### Extract to read
----
Though the Food and Drug Administration already granted emergency use authorization for the vaccine in kids ages 12 to 15 on Monday, only a small handful of states — including Georgia and North Carolina — had so far directed providers in their states to begin giving the shots to adolescents. The CDC says vaccinators are required to follow its recommendations, which before today's vote had only allowed for the shots to be used in people as young as 16. 

To help reach families who want the shots, the Biden administration said the CDC is working with state officials to enroll more pediatricians and family doctors as vaccine providers and to make sure Pfizer vaccine supplies are available at local pharmacies. 

Federal and local health officials are planning on a "stepwise approach" to rolling out Pfizer's shot for adolescents, CDC officials said, including adding new school-based vaccination programs later this year. 

"This would include an early summer sprint in May and June, followed by increasing access in June and July, and a back-to-school campaign later in the summer, and at the start of the school year," CDC's Dr. Sara Oliver said. 

Several members of the committee spoke passionately about the importance of the vaccine.
----
### Data shown
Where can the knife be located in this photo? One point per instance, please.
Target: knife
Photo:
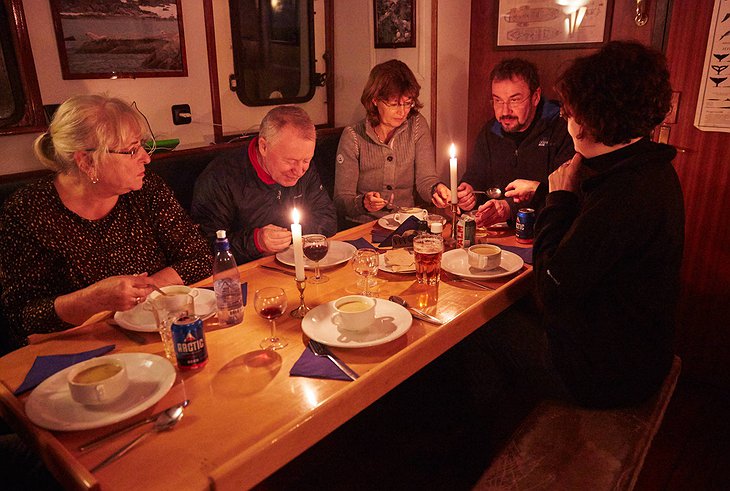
----
### Assigned task
From the article on vaccinating adolescents, print the section that begins at the words "Federal and local" and stops after "of the vaccine.".

### Finished exercise
Federal and local health officials are planning on a "stepwise approach" to rolling out Pfizer's shot for adolescents, CDC officials said, including adding new school-based vaccination programs later this year. 

"This would include an early summer sprint in May and June, followed by increasing access in June and July, and a back-to-school campaign later in the summer, and at the start of the school year," CDC's Dr. Sara Oliver said. 

Several members of the committee spoke passionately about the importance of the vaccine.